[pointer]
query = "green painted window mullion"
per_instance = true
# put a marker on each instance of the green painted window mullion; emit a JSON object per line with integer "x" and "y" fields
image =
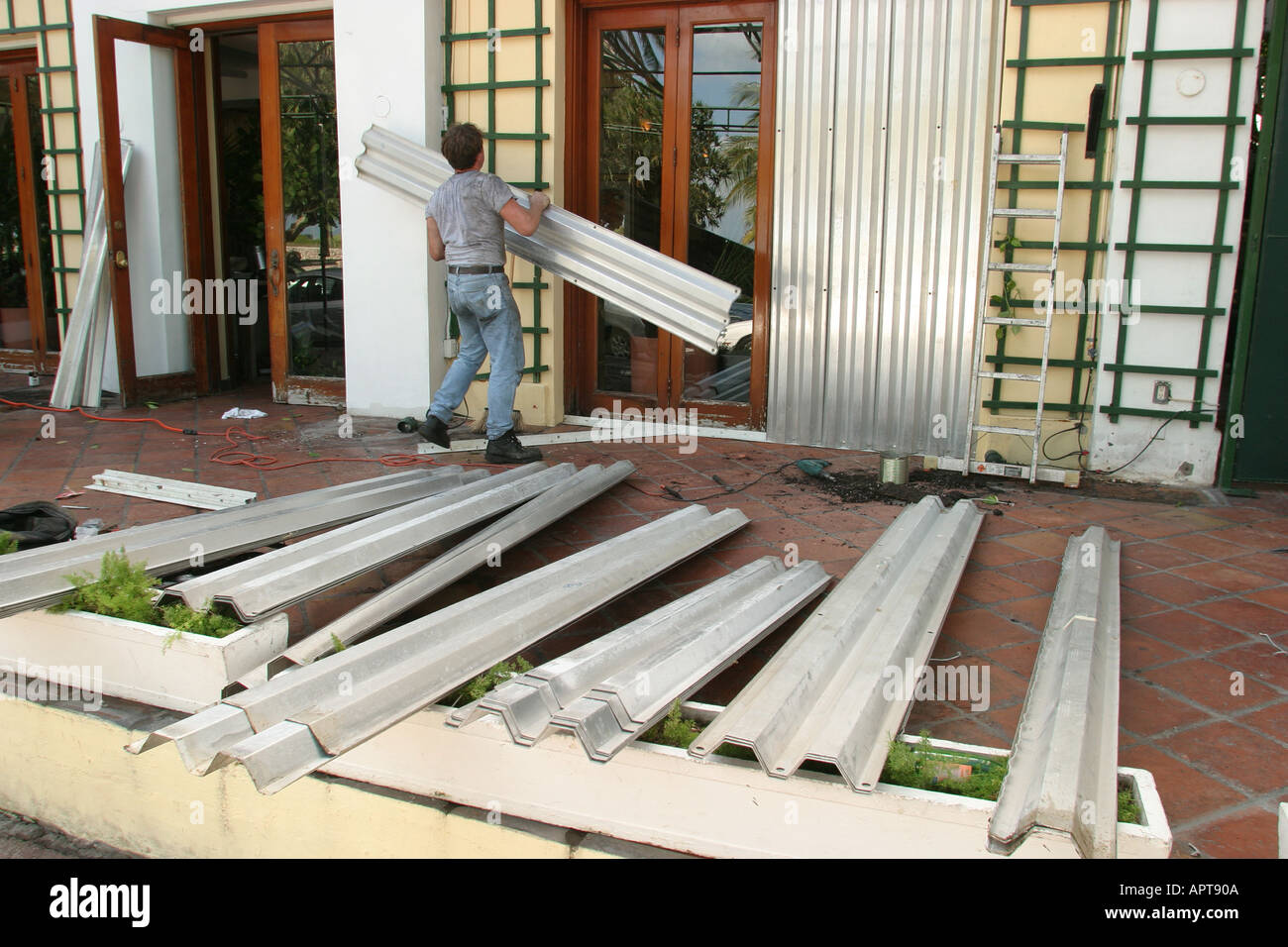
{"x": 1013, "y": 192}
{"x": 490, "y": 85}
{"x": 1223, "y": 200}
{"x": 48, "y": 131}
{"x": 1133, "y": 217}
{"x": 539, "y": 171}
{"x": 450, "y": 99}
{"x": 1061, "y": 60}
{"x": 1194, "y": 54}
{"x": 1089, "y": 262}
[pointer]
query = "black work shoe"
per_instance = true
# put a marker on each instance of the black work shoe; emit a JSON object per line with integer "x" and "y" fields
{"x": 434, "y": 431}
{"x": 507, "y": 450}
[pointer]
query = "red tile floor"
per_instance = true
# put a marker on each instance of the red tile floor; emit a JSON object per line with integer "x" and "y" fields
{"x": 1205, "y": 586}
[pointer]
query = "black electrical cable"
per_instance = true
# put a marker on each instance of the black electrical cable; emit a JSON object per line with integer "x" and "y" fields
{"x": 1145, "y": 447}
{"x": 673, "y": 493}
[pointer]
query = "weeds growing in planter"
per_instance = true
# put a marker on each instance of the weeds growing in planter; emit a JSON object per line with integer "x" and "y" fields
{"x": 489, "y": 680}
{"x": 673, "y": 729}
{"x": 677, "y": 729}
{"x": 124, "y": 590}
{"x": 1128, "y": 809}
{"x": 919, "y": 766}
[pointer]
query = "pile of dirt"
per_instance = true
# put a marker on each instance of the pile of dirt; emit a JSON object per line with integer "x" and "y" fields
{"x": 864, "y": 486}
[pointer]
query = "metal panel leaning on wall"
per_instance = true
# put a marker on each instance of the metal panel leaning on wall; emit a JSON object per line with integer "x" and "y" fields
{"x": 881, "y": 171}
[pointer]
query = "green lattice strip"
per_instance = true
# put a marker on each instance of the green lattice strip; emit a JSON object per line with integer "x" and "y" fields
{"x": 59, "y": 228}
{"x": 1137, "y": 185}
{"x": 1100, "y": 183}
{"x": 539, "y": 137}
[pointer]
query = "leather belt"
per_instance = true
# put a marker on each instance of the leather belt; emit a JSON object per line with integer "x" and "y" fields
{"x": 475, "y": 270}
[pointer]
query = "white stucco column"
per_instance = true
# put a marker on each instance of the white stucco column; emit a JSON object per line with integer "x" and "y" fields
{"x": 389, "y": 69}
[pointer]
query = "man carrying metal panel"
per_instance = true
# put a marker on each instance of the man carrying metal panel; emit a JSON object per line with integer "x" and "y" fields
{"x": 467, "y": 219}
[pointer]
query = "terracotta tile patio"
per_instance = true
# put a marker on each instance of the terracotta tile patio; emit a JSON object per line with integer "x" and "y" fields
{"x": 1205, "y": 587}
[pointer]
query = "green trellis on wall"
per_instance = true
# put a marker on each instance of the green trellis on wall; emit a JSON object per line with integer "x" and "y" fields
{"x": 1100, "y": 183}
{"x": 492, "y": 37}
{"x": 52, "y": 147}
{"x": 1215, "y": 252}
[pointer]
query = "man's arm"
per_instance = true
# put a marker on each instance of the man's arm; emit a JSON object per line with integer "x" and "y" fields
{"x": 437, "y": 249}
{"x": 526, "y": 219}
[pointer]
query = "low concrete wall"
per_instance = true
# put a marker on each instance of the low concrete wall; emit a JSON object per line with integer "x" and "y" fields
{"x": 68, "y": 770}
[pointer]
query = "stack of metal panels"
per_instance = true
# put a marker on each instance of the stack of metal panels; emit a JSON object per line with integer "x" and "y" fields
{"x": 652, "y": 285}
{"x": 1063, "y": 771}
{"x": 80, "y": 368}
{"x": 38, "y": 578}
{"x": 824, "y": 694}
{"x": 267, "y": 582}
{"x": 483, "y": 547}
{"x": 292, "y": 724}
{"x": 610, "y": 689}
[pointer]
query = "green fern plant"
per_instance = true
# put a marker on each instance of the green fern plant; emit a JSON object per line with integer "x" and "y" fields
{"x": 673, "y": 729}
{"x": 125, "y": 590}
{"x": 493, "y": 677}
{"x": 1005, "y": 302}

________________

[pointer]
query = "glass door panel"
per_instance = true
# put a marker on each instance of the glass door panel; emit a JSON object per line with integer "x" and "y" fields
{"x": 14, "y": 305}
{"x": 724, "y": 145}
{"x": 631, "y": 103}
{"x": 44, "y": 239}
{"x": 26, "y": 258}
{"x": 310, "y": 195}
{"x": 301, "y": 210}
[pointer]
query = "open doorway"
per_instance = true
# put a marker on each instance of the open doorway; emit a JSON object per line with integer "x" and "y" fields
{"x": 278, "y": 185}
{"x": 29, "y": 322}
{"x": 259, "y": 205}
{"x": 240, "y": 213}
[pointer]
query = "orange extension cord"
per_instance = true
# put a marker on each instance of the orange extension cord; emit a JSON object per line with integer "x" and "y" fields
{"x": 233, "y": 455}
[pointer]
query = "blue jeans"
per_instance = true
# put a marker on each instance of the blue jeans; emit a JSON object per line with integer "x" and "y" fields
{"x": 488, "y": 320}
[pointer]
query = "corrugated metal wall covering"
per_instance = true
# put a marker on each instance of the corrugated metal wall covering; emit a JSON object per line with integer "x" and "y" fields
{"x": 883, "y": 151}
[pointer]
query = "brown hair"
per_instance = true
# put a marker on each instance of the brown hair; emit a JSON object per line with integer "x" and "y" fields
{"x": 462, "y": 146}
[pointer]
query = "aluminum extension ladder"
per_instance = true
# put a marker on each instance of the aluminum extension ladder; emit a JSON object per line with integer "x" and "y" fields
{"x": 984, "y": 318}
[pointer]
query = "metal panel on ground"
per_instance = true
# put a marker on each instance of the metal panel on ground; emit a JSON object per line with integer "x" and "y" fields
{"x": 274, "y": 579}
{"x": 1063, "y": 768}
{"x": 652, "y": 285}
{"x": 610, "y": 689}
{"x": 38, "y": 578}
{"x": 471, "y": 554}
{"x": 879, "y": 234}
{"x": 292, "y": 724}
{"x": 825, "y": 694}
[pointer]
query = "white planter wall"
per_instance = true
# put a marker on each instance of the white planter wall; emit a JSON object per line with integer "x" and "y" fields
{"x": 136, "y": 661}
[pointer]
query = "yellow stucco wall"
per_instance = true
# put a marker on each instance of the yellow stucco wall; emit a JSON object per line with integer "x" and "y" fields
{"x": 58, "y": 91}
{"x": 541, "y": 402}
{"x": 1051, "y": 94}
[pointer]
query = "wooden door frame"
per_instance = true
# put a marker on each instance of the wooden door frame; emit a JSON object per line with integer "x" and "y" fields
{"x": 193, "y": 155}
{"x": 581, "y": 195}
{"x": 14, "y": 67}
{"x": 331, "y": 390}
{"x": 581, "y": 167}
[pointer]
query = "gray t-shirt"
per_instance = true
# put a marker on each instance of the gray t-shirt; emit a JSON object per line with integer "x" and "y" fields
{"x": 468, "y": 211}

________________

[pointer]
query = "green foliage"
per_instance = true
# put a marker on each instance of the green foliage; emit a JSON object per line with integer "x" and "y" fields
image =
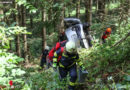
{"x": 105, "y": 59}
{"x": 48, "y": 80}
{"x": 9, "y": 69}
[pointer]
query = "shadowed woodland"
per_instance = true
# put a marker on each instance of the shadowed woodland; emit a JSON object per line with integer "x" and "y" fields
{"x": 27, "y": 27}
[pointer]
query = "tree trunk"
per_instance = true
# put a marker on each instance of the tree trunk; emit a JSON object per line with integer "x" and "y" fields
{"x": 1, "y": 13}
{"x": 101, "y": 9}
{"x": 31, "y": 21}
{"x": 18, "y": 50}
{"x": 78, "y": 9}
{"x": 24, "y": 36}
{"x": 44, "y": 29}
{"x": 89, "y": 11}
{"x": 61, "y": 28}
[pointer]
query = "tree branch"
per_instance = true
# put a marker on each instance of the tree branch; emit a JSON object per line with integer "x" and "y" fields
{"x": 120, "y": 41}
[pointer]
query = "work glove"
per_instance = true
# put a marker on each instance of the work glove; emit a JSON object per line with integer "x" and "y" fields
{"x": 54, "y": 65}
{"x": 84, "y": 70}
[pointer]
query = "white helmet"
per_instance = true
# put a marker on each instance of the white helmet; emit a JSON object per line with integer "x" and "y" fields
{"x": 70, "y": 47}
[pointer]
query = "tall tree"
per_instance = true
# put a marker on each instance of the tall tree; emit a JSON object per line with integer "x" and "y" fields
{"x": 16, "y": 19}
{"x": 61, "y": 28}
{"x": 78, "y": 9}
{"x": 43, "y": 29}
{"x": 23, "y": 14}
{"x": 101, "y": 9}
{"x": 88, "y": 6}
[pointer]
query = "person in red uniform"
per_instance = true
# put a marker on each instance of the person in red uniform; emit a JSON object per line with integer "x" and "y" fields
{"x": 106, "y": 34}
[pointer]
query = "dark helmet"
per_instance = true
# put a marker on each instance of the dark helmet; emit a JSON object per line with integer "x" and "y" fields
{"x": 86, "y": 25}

________________

* [Set exercise]
Pull out every line of the records that contains the word "ground", and list those lines one per line.

* [Reply to the task]
query = "metal panel on ground"
# put a marker on each instance of the metal panel on ground; emit a JSON object per line with integer "x" and "y" fields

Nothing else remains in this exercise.